> _Task item_:
Only the closing part of the listing is wanted: reproduce exactly the line containing "per_instance = true" and all lines below it.

(Beginning of Information provided)

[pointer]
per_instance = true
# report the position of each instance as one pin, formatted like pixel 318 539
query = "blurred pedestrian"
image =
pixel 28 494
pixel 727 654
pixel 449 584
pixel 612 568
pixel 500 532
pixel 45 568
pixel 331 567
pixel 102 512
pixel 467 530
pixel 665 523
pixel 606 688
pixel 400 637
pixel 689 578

(End of Information provided)

> _Result below_:
per_instance = true
# report the position of each instance as one pin, formatted like pixel 318 539
query = "blurred pedestrian"
image =
pixel 28 494
pixel 727 654
pixel 449 584
pixel 612 568
pixel 500 532
pixel 45 568
pixel 331 567
pixel 102 512
pixel 467 530
pixel 665 523
pixel 606 688
pixel 400 637
pixel 689 578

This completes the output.